What is expected: Please rewrite all of the data below, substituting "enclosing rectangle" for every "bounding box" and leaving everything else unchanged. Omit the pictures from your answer.
>>>
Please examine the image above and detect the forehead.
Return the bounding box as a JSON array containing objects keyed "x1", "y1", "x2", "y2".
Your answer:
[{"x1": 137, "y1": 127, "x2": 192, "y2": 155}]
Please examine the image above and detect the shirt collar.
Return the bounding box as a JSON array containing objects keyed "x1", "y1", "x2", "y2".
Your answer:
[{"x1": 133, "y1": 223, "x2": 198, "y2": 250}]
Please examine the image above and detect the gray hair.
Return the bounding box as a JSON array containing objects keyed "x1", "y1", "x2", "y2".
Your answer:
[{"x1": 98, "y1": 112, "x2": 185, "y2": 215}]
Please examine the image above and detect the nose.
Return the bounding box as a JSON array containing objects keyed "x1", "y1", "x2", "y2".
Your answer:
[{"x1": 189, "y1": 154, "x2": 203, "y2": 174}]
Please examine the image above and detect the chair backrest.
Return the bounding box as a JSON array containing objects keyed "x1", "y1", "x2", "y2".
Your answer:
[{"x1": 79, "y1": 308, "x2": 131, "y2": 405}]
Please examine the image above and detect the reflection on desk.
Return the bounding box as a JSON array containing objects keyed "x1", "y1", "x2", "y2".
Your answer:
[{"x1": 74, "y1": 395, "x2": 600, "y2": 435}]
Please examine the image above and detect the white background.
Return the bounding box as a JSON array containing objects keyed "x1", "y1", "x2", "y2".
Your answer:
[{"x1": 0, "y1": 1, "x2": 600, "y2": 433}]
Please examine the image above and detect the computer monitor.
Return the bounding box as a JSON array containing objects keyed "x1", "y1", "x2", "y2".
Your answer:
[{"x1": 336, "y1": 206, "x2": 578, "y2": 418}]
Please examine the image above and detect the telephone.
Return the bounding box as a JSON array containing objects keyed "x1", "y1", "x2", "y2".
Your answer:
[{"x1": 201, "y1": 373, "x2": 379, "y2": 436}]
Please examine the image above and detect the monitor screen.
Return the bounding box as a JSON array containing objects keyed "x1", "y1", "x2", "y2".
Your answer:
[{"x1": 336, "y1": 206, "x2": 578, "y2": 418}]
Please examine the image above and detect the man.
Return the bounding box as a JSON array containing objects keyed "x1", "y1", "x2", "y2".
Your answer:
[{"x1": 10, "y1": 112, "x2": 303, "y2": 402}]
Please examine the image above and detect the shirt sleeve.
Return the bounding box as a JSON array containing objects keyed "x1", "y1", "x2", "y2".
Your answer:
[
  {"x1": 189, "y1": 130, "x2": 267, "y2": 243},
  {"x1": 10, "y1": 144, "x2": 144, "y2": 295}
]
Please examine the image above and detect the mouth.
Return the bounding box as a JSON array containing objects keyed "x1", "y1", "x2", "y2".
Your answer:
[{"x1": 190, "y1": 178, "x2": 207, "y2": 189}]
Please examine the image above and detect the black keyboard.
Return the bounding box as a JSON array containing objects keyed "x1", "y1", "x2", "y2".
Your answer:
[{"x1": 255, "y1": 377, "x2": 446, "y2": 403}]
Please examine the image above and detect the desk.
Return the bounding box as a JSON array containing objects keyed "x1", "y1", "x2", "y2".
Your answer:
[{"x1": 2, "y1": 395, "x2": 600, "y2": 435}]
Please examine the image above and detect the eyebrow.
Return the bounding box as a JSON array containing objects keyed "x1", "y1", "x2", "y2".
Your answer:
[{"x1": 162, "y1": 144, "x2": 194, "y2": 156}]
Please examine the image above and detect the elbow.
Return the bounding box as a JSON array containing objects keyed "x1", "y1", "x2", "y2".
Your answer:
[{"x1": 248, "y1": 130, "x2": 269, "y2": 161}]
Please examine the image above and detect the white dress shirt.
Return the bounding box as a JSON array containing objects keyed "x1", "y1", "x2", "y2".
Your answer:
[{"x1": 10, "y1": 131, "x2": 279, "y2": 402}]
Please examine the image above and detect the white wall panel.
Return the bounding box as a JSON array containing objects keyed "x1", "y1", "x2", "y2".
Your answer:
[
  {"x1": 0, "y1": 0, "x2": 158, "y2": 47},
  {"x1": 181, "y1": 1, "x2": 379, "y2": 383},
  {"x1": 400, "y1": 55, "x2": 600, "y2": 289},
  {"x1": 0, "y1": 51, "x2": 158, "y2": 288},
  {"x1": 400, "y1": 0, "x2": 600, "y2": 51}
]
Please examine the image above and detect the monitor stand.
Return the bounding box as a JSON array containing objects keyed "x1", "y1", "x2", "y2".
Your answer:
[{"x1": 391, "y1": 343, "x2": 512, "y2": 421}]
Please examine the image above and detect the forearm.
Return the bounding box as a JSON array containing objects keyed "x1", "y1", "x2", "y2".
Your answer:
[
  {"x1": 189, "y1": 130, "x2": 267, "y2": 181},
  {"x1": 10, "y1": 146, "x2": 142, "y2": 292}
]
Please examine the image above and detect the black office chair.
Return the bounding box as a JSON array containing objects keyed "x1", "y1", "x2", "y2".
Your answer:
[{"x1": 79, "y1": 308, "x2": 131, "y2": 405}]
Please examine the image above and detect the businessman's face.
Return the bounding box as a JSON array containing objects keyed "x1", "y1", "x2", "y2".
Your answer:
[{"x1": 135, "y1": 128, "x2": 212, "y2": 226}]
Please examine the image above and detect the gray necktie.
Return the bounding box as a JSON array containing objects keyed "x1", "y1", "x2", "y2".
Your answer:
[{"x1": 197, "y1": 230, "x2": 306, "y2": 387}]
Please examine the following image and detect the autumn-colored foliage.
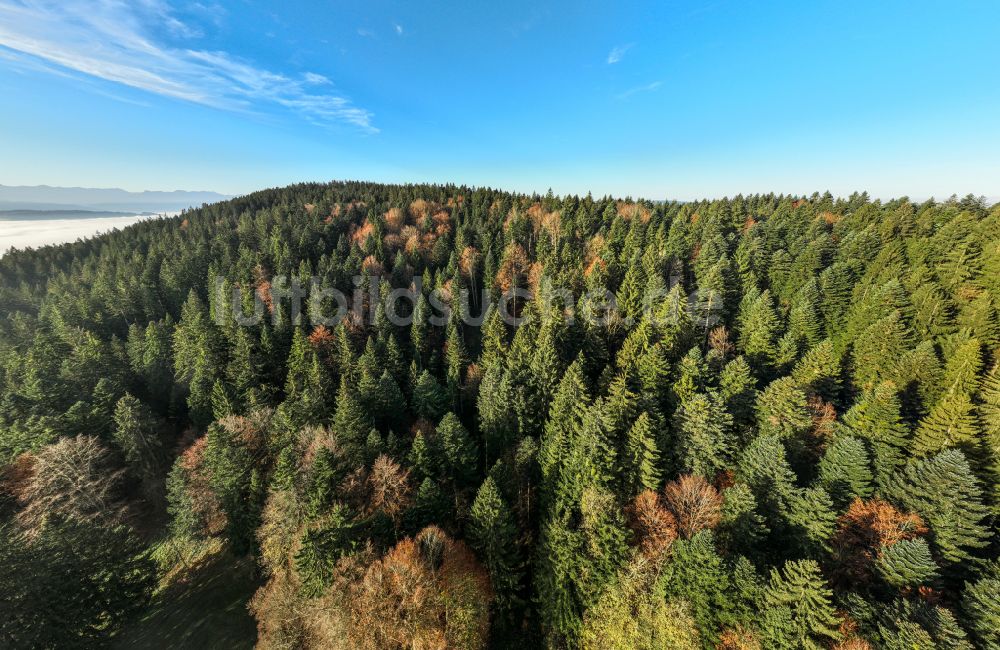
<<<
Answer for the task:
Please examine the image above and detect the forehead.
Return the enclosing rectangle as a JSON array containing objects keyed "x1", "y1", "x2", "y2".
Your answer:
[{"x1": 137, "y1": 127, "x2": 192, "y2": 155}]
Please examine the image above and detect the shirt collar.
Return the enclosing rectangle as a JSON array containing objects keyed "x1", "y1", "x2", "y2".
Your answer:
[{"x1": 133, "y1": 223, "x2": 198, "y2": 250}]
Please examine the image above and detect the gray hair.
Return the enclosing rectangle as a JSON array containing objects keyed "x1", "y1", "x2", "y2".
Your answer:
[{"x1": 98, "y1": 112, "x2": 185, "y2": 215}]
Please examine the image above and detect the nose.
Return the enclosing rectangle as a JSON array containing objects keyed "x1", "y1", "x2", "y2".
Your answer:
[{"x1": 189, "y1": 154, "x2": 203, "y2": 174}]
Please examine the image above and detect the chair backrest.
Return the enclosing rectangle as a JSON array containing objects keyed "x1", "y1", "x2", "y2".
Your answer:
[{"x1": 79, "y1": 308, "x2": 131, "y2": 405}]
Please examine the image above and detect the reflection on desk.
Return the enclosing rectangle as a JSON array containing objects keyed "x1", "y1", "x2", "y2".
Your answer:
[{"x1": 74, "y1": 395, "x2": 600, "y2": 435}]
Please examine the image above and detect the white background.
Return the enclosing rectangle as a JSON array containing objects keyed "x1", "y1", "x2", "y2".
Your answer:
[{"x1": 0, "y1": 1, "x2": 600, "y2": 433}]
Please examine the image above and detect the computer monitor.
Return the enclosing rectangle as a JSON array containing objects keyed "x1", "y1", "x2", "y2".
Your answer:
[{"x1": 336, "y1": 206, "x2": 578, "y2": 418}]
Please examine the image above and detect the telephone.
Return the enclosing rectangle as a JSON array containing objects keyed "x1", "y1", "x2", "y2".
Your answer:
[{"x1": 201, "y1": 373, "x2": 379, "y2": 436}]
Please examine the image above and detect the monitor screen.
Return the enclosing rectangle as a JSON array containing objects keyed "x1", "y1", "x2", "y2".
Your answer:
[{"x1": 336, "y1": 206, "x2": 578, "y2": 418}]
Please examine the image above and detect the man.
Return the enclosing rectangle as a JSON array containing objects keyed "x1", "y1", "x2", "y2".
Your answer:
[{"x1": 10, "y1": 112, "x2": 303, "y2": 402}]
Please examine the image above and detect the shirt sleeve.
Return the enclosing rectangle as a JSON array containing objects keyed "x1", "y1", "x2", "y2".
Your answer:
[
  {"x1": 189, "y1": 130, "x2": 267, "y2": 243},
  {"x1": 10, "y1": 144, "x2": 144, "y2": 295}
]
Please examine the image above and detect the mouth.
Return the enclosing rectangle as a JSON array containing objects keyed "x1", "y1", "x2", "y2".
Your answer:
[{"x1": 190, "y1": 178, "x2": 207, "y2": 189}]
Please examine the image above and detect the black keyboard.
Return the enclosing rectangle as a JSON array containing objects keyed "x1", "y1", "x2", "y2".
Your answer:
[{"x1": 255, "y1": 377, "x2": 446, "y2": 403}]
Please examine the image above and detect the desk.
Return the enclosing rectangle as a JSON array containing objects keyed "x1", "y1", "x2", "y2".
Your answer:
[{"x1": 2, "y1": 395, "x2": 600, "y2": 435}]
Please examine the image above and detect the eyebrow.
Return the enclosing rectangle as a JSON array containing objects keyed "x1", "y1", "x2", "y2".
Your answer:
[{"x1": 162, "y1": 144, "x2": 194, "y2": 156}]
Please examine the image above and detect the elbow.
Return the enclosing rectangle as a JSON array containing objects keyed "x1", "y1", "x2", "y2".
Your answer:
[{"x1": 248, "y1": 130, "x2": 269, "y2": 161}]
Please examine the image above and detect the white dress shirt.
Return the enclosing rectangle as a JSON array containing objects keyed "x1", "y1", "x2", "y2".
Your answer:
[{"x1": 10, "y1": 131, "x2": 279, "y2": 402}]
Please examine the image above and detect the white wall panel.
Return the enclosing rectangle as a JSON array containing objects keyed "x1", "y1", "x2", "y2".
Your answer:
[
  {"x1": 0, "y1": 0, "x2": 158, "y2": 47},
  {"x1": 181, "y1": 1, "x2": 379, "y2": 383},
  {"x1": 400, "y1": 55, "x2": 600, "y2": 289},
  {"x1": 0, "y1": 51, "x2": 158, "y2": 288},
  {"x1": 400, "y1": 0, "x2": 600, "y2": 51}
]
Please examine the image above and detect the monitor stand.
Return the enclosing rectangle as a JSON array containing objects keyed "x1", "y1", "x2", "y2".
Your answer:
[{"x1": 391, "y1": 343, "x2": 512, "y2": 421}]
Please examine the image above and detect the forearm.
Return the enclosing rectangle as a JSON array containing objects keyed "x1", "y1", "x2", "y2".
Your answer:
[
  {"x1": 189, "y1": 130, "x2": 267, "y2": 181},
  {"x1": 10, "y1": 146, "x2": 142, "y2": 292}
]
Please examine the image above and detect the black office chair.
Return the enclosing rectangle as a JSON array containing objects keyed "x1", "y1", "x2", "y2".
Your answer:
[{"x1": 79, "y1": 308, "x2": 131, "y2": 405}]
Please examine the image above and detect the businessman's face.
Return the enclosing rectangle as a JSON array containing objects keyed "x1", "y1", "x2", "y2".
Your answer:
[{"x1": 135, "y1": 128, "x2": 212, "y2": 226}]
Please examine the image above and detect the gray necktie.
Return the enclosing rectangle as a JSON array containing objects keyed "x1", "y1", "x2", "y2".
Your answer:
[{"x1": 197, "y1": 230, "x2": 306, "y2": 387}]
Please examine the following image and detect the autumn-colored foliage.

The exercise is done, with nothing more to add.